Former Cincinnati VA chief dies after assault in Clifton Heights

Dr. Barbara Temeck ousted in 2016 controversy
Judge has 'concerns' about evidence in VA trial
Posted at 7:34 PM, Jan 11, 2021
and last updated 2021-01-11 20:28:47-05

CINCINNATI — Dr. Barbara Temeck, ousted amidst controversy in 2016 at the Cincinnati VA Medical Center, died Jan. 7 at University of Cincinnati Hospital, a month after she was assaulted in Clifton Heights. She was 70.

“It’s absolutely tragic,” said Ben Dusing, who represented Temeck in her 2018 acquittal on drug charges. “She was a truly remarkable woman.”

The VA removed Temeck from its Vine Street hospital in February 2016 after dozens of whistleblowers objected to her management practices in the first of a series of reports by WCPO and the Scripps News Washington Bureau.

The whistleblowers alleged Temeck engaged in a pattern of cost-cutting that forced out experienced surgeons, reduced access to care and put patients in harm's way.

One of their allegations also led to Temeck’s indictment on three felony drug charges. Prosecutors alleged she improperly prescribed pain killers for the wife of her regional boss, Jack Hetrick, who retired rather than face disciplinary action.

Dusing argued his client was selectively prosecuted for calling attention to waste and fraud at the Cincinnati VA. In a Jan. 11 interview, Dusing described his former client as “soft-spoken outwardly and frail by appearance” but courageous in her defense of VA principles.

______

**Tasks to carry out:**
[a] Update the article about Dr. Barbara Temeck between "The VA removed" and "News Washington Bureau.", inclusive, replacing "whistleblowers" with "staff members".
[b] Write what comes next in the article about Dr. Barbara Temeck, starting after its last sentence.
The lines that follow have no connection to the article about Dr. Barbara Temeck.

**Data section:**
______

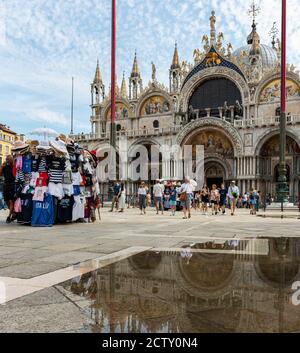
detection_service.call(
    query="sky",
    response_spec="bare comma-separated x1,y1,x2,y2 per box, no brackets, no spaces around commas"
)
0,0,300,134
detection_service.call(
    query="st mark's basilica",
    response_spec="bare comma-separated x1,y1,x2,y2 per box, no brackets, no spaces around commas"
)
75,11,300,197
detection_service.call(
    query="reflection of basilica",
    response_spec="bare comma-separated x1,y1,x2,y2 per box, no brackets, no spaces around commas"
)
63,238,300,332
75,7,300,196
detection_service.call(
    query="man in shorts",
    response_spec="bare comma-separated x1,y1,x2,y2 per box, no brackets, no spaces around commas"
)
219,184,228,215
153,180,164,215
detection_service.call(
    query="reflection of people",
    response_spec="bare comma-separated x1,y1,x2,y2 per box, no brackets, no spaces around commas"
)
180,245,193,265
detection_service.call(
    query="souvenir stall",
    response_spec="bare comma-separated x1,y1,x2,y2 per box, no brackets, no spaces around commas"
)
12,135,100,227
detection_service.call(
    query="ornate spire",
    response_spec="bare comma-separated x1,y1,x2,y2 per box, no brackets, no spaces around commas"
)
269,22,279,49
94,59,101,83
131,52,140,77
171,43,180,70
247,0,261,56
247,0,260,45
121,71,128,98
209,11,217,45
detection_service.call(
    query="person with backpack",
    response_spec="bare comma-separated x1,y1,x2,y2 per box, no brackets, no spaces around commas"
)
228,180,240,216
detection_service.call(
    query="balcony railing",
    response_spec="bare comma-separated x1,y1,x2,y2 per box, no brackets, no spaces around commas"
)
71,114,300,141
234,115,300,128
71,125,182,141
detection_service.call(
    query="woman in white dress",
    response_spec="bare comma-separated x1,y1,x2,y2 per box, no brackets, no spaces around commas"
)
119,183,126,212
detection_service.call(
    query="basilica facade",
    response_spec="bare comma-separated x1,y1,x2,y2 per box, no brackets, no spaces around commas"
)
74,12,300,198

______

**Results for the exercise:**
[a]
The VA removed Temeck from its Vine Street hospital in February 2016 after dozens of staff members objected to her management practices in the first of a series of reports by WCPO and the Scripps News Washington Bureau.

[b]
“Most people would have backed down, facing such a formidable foe, and she never wavered one bit,” he said. “She was committed to the VA. She was committed to doing the right thing, ferociously committed, unusually committed.”

Dusing said he introduced his daughters to Temeck as an example of the character he’d like to see them develop.

“She was a pioneer. She was one of the first female thoracic surgeons in the United States,” he said. “She knocked down glass ceilings but didn’t do it with aplomb or fanfare. She just did it. She spoke with her actions very loudly.”

The Hamilton County Coroner hasn’t established a cause of death, said Forensic Investigator Lydia Griffiths. A medical record review, expected to take up to 16 weeks, will determine whether injuries in the assault led to her death, Griffiths said.

A Cincinnati police report said Temeck refused medical treatment for an "apparent minor injury" following her assault at 215 West McMillan Street at around 6 a.m. on Dec. 6. Temeck told police a man in his 50s “pushed her to the ground in front of the bookstore” at that address.